SET PROBLEM:
Give the text of the entries below as a numbered list, one line per item, with blank lines left out. Leave the pictures out.

GIVEN RECORDS:
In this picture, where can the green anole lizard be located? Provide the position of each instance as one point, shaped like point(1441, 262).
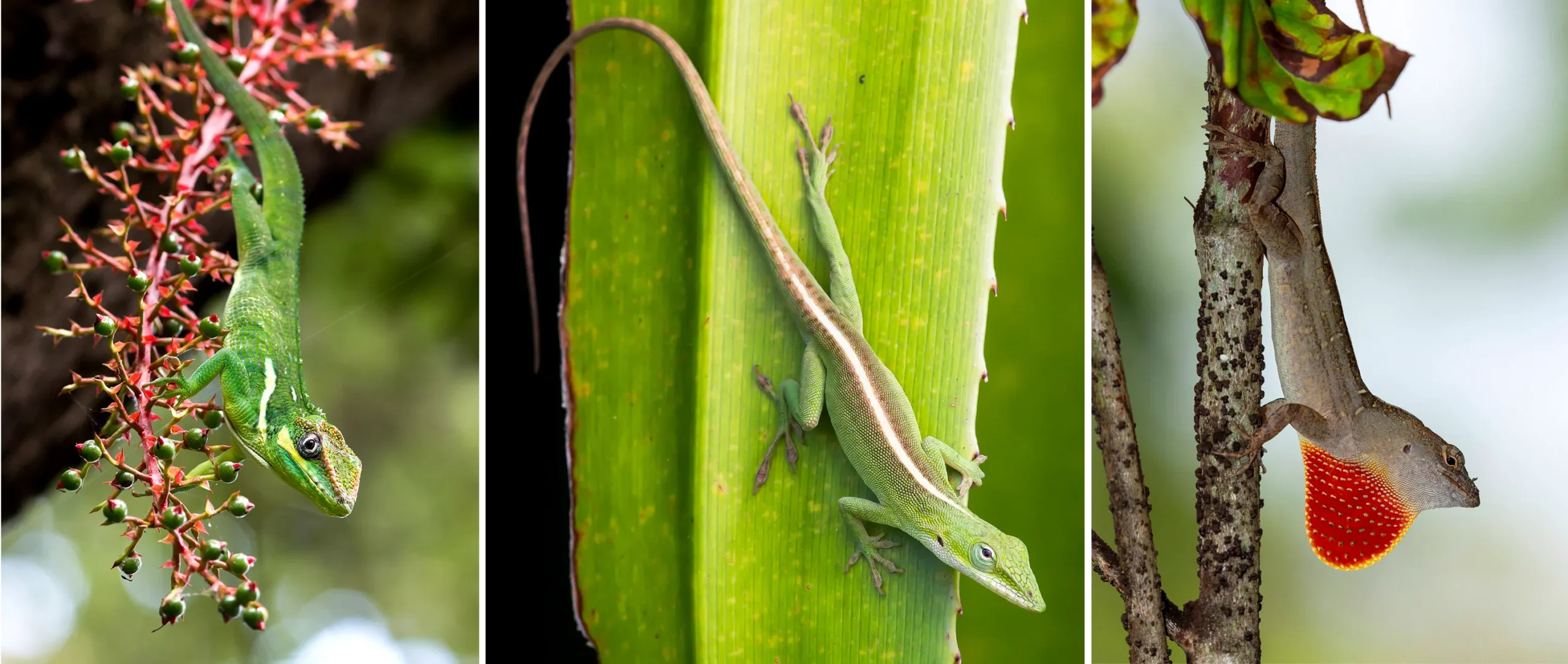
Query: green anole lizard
point(1371, 467)
point(871, 413)
point(264, 394)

EXERCISE OUTPUT:
1. In this picture, where can the green anole lizard be located? Provide the position of each instance as one point, shaped like point(1441, 262).
2. Query: green anole lizard
3. point(1371, 467)
4. point(871, 413)
5. point(264, 394)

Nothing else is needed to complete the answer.